→ **PAGE EXTRACT**
^^^^

2) As for Peter van Inwagen, he, like so many hard-core analytic types, uses 'Platonism' and related expressions in a loose and historically uninformed way.  He calls himself a Platonist but he certainly does not accept 'into his ontology' — as these types say — Platonic Forms or Ideas (eide), Platonic participation (methexis) of phenomenal particulars in Forms, and the rest of the conceptual machinery which naturally within Plato's system implies levels/grades of Being and modes of Being which Dominik, as a German speaker, can understand as Seinsweisen or Seinsmodi. In the essay in question, van Inwagen comes out unequivocally against modes of Being.  (I employ the majuscule 'B' in 'Being' so as to mark the crucial distinction between Being and beings, esse et ens/entia, das Sein und das Seiende. Observing that distinction is initium sapientiae in ontology.)

^^^^

→ **RECORD EXCERPTS**

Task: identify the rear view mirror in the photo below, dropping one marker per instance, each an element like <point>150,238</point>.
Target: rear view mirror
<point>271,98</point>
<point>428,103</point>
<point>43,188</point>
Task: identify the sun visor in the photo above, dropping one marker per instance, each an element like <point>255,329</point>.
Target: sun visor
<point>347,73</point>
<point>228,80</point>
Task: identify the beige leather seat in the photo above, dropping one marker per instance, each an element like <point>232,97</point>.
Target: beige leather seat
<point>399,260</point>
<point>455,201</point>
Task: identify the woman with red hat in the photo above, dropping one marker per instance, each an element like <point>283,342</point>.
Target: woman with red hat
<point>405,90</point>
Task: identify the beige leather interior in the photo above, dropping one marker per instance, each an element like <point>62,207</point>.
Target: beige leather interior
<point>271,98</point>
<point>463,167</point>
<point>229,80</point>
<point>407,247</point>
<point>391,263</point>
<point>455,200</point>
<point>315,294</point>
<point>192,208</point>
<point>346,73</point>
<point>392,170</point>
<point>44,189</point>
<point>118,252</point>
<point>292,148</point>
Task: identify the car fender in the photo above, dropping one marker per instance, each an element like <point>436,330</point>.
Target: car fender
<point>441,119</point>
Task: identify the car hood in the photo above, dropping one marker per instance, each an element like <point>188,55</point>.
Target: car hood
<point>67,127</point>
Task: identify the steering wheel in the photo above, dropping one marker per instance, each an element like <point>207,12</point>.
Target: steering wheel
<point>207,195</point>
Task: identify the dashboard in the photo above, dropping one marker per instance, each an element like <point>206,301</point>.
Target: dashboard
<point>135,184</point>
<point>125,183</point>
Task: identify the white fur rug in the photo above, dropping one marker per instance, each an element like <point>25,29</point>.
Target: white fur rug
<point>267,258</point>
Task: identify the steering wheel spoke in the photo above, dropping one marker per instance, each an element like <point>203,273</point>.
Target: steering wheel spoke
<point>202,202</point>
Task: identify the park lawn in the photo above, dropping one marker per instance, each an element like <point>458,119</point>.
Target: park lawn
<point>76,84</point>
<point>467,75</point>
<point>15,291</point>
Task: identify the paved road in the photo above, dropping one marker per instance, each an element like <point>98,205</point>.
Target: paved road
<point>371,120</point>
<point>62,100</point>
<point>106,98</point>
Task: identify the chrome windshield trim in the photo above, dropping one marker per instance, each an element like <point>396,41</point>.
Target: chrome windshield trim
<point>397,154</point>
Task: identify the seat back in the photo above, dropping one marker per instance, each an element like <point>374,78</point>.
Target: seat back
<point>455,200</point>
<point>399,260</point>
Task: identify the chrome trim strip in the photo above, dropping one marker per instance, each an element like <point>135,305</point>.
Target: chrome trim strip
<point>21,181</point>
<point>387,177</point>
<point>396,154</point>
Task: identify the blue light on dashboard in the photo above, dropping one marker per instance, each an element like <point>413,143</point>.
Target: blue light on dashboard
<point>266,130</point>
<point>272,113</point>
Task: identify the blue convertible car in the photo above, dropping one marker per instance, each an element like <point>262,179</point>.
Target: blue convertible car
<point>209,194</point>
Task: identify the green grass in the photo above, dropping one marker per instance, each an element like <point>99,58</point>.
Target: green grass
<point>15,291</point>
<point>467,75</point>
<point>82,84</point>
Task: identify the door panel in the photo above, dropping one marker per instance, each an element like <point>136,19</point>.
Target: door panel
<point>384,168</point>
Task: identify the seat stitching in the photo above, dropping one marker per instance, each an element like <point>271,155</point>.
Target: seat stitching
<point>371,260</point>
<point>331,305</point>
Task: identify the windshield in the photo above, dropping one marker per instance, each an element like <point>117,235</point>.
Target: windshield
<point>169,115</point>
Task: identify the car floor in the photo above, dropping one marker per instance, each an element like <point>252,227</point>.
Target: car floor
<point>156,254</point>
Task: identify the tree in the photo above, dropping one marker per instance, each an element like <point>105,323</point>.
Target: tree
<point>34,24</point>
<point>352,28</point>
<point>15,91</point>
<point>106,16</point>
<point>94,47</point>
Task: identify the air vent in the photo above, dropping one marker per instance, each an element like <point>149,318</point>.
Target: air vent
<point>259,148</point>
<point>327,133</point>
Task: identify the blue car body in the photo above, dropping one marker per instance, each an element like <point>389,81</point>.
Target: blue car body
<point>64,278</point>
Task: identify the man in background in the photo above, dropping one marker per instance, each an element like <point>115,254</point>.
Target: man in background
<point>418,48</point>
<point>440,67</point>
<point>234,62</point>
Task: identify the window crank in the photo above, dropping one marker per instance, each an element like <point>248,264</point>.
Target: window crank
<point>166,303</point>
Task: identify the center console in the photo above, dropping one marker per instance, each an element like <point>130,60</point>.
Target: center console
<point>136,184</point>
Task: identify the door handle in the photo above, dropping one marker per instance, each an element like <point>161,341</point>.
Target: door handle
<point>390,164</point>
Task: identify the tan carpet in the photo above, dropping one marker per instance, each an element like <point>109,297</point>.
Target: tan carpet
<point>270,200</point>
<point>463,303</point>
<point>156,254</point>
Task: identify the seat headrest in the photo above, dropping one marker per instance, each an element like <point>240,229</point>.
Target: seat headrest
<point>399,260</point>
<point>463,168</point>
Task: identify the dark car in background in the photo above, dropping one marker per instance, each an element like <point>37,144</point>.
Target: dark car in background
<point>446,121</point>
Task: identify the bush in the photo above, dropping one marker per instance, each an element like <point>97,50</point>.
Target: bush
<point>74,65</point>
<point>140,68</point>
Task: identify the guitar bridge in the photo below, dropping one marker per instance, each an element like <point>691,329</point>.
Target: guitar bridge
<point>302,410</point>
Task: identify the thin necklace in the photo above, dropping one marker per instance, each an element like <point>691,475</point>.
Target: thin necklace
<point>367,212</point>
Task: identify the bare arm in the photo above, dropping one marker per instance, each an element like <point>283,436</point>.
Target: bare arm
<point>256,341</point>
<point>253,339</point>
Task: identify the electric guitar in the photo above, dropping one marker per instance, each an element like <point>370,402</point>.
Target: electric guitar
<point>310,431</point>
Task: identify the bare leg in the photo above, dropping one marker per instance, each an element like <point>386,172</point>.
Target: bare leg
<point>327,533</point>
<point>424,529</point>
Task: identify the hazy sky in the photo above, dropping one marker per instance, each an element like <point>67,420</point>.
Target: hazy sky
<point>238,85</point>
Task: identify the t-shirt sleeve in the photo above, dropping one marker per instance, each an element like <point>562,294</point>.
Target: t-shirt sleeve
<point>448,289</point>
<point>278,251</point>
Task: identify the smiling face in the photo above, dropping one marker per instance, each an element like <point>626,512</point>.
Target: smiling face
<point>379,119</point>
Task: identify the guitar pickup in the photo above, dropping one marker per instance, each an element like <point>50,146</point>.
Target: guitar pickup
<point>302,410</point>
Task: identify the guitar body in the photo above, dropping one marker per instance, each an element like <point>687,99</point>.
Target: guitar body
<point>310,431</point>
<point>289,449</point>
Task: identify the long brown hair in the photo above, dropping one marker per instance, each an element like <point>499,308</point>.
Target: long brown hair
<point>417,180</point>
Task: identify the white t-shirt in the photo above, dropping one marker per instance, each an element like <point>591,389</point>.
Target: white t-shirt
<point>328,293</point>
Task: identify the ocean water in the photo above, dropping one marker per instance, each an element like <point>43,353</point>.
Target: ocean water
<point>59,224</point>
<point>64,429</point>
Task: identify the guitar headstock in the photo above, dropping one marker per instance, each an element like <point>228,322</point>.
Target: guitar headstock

^^^^

→ **STUDY QUESTIONS**
a: List every German term that appears in the passage on Peter van Inwagen's Platonism.
b: According to the passage on Peter van Inwagen's Platonism, what is the capital "B" in "Being" used to mark?

→ **SOLUTION LIST**
a:
Seinsweisen
Seinsmodi
das Sein
das Seiende

b: It marks the distinction between Being and beings.